▶ **Task brief**
In the records below, change every "one point per instance" to "a single point for each instance" and write all the lines out again with nothing else altered. Leave the pictures out of your answer.

-------- Records for this task

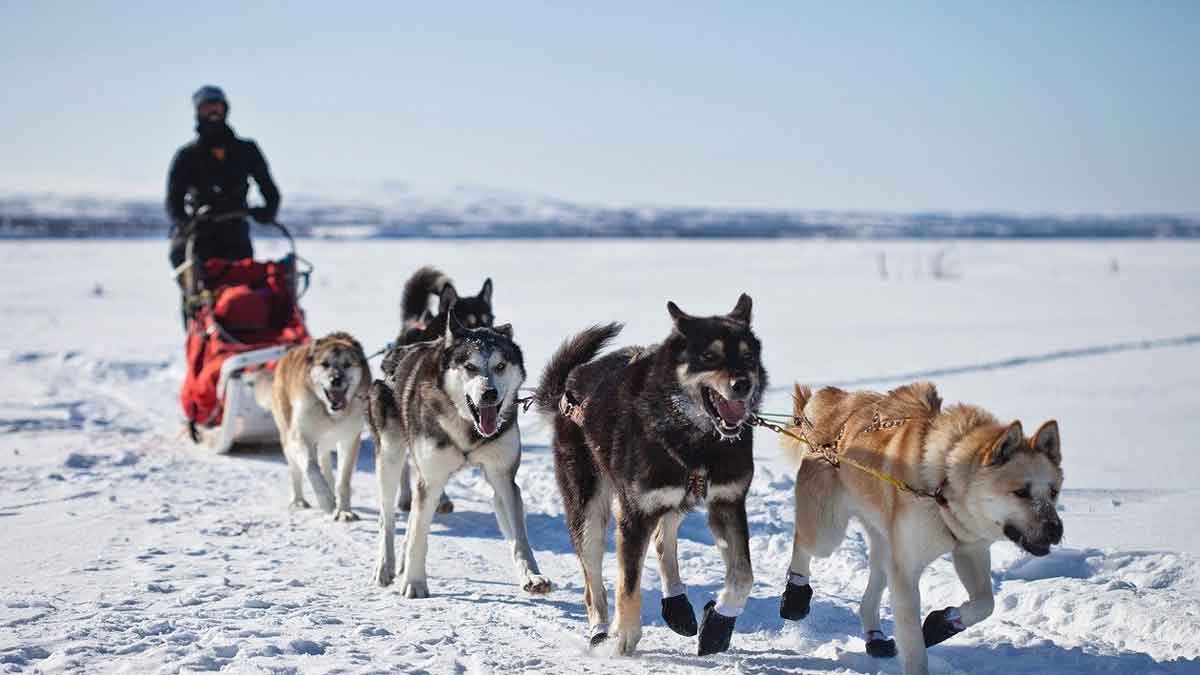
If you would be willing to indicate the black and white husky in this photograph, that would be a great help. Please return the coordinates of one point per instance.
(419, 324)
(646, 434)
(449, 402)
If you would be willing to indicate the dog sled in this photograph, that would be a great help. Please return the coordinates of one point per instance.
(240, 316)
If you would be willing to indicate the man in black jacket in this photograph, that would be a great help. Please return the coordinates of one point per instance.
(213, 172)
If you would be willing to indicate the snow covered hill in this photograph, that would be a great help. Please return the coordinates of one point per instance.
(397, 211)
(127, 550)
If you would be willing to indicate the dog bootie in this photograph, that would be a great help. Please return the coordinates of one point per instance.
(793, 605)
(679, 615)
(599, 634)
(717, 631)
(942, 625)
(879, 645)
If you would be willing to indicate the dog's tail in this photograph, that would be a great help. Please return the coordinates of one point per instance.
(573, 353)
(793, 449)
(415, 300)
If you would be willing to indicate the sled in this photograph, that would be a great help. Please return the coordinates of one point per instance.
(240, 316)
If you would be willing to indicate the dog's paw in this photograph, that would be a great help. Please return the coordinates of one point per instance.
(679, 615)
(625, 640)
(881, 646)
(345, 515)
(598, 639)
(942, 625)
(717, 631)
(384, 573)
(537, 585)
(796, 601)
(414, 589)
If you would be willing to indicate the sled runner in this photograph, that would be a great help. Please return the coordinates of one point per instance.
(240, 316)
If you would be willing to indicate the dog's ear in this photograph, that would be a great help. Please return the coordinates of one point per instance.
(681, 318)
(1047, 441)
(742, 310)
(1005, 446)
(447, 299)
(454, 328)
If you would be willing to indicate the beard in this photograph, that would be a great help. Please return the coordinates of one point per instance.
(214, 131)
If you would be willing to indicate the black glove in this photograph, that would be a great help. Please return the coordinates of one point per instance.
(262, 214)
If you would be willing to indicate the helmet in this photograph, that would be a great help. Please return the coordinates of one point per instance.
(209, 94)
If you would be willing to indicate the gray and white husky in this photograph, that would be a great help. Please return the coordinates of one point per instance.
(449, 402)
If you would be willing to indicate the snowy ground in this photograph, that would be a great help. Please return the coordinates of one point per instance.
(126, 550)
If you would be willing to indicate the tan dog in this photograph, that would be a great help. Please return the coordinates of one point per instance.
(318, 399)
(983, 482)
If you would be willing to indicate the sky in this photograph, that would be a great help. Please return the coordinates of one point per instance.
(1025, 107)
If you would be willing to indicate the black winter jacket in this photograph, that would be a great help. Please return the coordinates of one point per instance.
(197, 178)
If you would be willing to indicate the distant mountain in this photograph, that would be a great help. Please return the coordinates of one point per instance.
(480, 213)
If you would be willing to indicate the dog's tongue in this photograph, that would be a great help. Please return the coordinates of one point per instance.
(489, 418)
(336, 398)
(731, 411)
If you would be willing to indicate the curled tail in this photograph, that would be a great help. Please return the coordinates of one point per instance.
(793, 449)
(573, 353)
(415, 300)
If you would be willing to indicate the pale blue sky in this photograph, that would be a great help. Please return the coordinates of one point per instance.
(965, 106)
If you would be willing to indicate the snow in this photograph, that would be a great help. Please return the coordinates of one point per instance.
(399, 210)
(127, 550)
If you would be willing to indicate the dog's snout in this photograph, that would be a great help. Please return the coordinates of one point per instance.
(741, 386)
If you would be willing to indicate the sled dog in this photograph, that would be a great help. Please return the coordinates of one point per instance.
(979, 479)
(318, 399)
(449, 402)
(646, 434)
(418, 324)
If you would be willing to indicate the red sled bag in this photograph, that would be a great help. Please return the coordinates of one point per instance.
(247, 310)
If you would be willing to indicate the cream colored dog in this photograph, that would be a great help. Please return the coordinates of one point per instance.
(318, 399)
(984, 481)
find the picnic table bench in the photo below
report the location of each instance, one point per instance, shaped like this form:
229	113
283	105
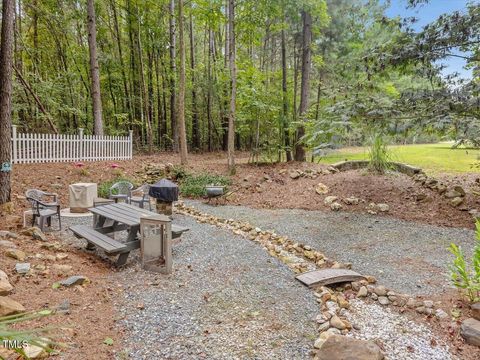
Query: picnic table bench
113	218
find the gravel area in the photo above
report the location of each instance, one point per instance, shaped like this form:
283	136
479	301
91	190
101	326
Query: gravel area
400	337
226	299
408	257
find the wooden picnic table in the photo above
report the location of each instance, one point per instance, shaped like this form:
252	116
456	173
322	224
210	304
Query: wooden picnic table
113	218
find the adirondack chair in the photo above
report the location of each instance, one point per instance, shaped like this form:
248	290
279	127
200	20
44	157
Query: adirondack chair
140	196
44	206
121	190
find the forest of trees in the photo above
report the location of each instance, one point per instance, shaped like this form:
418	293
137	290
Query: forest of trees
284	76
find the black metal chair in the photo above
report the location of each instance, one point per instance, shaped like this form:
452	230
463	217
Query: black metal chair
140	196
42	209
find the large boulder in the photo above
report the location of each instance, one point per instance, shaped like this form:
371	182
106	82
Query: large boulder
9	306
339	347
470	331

----------------

▶ **Written reply**
If you would be willing to indicate the black and white husky in this photograph, that would be a great help. Please return the coordinates of a single point for each instance.
(419, 324)
(646, 434)
(449, 402)
If you would be willing to indicate the dog sled in this photograph, that would be a great help. Please return the coordinates of a single point for each instance.
(240, 316)
If you would be willing to indicate the man in black jacket in this photograph, that would be a great help. Please return the coordinates of a single point for each instance.
(213, 172)
If you would be willing to indicate the snow covered hill in this photograph, that would be a great help. Please return the coordinates of a single point for each instance.
(397, 211)
(127, 550)
If you would be willing to indicate the dog bootie in this photograph, that would be a great help. Please return the coordinates of a single point for each instance.
(793, 605)
(679, 615)
(599, 634)
(717, 631)
(942, 625)
(879, 645)
If you would be willing to indicate the dog's tail in this photograph, that would be a great help. Please return the coordinates of a single point for each instance.
(573, 353)
(793, 449)
(415, 300)
If you would be willing to indicate the sled in this photograph, that would be a great help. Please return the coordinates of a single point for each instance.
(240, 316)
If you would be willing to indicate the dog's paw in this photograph, that would be a great help. Please return the coordinates of a single point for each instance.
(679, 615)
(625, 640)
(881, 646)
(345, 515)
(598, 639)
(942, 625)
(717, 631)
(384, 573)
(537, 585)
(796, 601)
(414, 589)
If you would be willing to indicate the sled runner in this photograph, that would be a great help. Please return the coordinates of a single point for each instance.
(240, 316)
If you would be willing to indicate the dog's ear in this photograph, that would be a great help. Please return the coordinates of a single point for each instance.
(681, 318)
(1047, 441)
(742, 310)
(1005, 446)
(447, 299)
(454, 328)
If you would be willing to indicate the beard in this photograph, that would be a great help. Please return the coordinates of a single point for each instance.
(214, 131)
If you would be willing to indicate the black glove in this photograph, that would be a great help. Please return the coordinates of a single point for each instance.
(262, 214)
If you would be willing to indicate the helmet in this photograph, that would be a great help. Please return the coordinates of a single point for each instance.
(209, 94)
If you would be willing to indicate the gray and white husky in this photograph, that would be a great help. Please return the coordinates of a single point for each instance.
(449, 402)
If you would be willing to indicate the snowy ground in this photograph, that would be a great help. Please return the coordinates of a single point for each instance.
(126, 550)
If you would be willing to indicate the tan dog in this photograph, that would be a great help. Please return the coordinates of a single point for each instance.
(318, 399)
(983, 482)
If you would be willing to indicate the sky in this photograph, that would be a great help. Please return the coordinates of a single point for each instance.
(1025, 107)
If you would be willing to indicate the black winter jacket in this photograph, that would be a great help. Please return the coordinates of a single point for each instance.
(197, 178)
If you would be willing to indicate the distant mountain in this photograph, that would be a great help. Please return the coordinates of a single point for each instance.
(480, 213)
If you would be willing to indicate the dog's tongue in this photograph, that would be a great help. Please return the coordinates of a single point for each instance.
(489, 418)
(336, 398)
(731, 411)
If you would be willing to indicate the curled tail in this photograph, that would be a great help. Please return the coordinates of a single point for each instance.
(793, 449)
(573, 353)
(415, 300)
If you would be willing to indicate the pale blue sky in this photograph, that would be a great help. Please return the coordinates of a single point for each instance.
(965, 106)
If you would be willing to indicate the snow in this photograph, that would be a great help. Please return the coordinates of a single point for each instance.
(399, 210)
(127, 550)
If you would be willing to indicate the dog's snout in this photograph, that would be a great help. Please return the coordinates of a single point for each instance.
(741, 386)
If you would be willing to indicate the sled dog in this photograph, that would be a great help. Please return the coordinates of a single point for each instance.
(979, 479)
(318, 399)
(449, 402)
(646, 434)
(418, 324)
If you would be willing to indicate the red sled bag in this photograph, that would be a great help. Please return the coordinates of a single point for each instance.
(247, 310)
If you would be willing to indicate the cream colored dog in this photograph, that would be a great help. Please return the coordinates of a single point for each instance.
(318, 399)
(984, 481)
find the picnic table bench in the photo below
report the location of each instance, a single point for each instance, shaped like this form:
229	113
283	105
Query: picnic table bench
113	218
find the gravel area in the photo above
report the location of each instance, a single point for each instance, shaped like this form:
283	136
479	301
91	190
101	326
Query: gravel area
400	337
226	299
408	257
find the wooden picnic table in the photo above
report the location of each instance, a single point for each instance, shaped like this form:
252	116
456	173
322	224
210	304
Query: wooden picnic table
113	218
find the adirondack chair in the photo above
report the location of each instance, a single point for each instance, shaped like this form:
248	290
279	127
200	20
44	157
Query: adirondack chair
140	196
44	206
121	190
find the forest of trees in the photo above
report the location of each instance, a single point for each instance, shaped like this form:
418	293
137	290
Query: forest of trees
284	76
find the black metal chair in the photo above
report the location of each instance, a single point for each instance, shaped like this form:
452	230
463	217
Query: black metal chair
140	196
42	209
find the large boulder in the photo above
report the location of each instance, a single point for each instance, shaped like this form:
371	182
106	82
Query: large boulder
9	306
339	347
470	331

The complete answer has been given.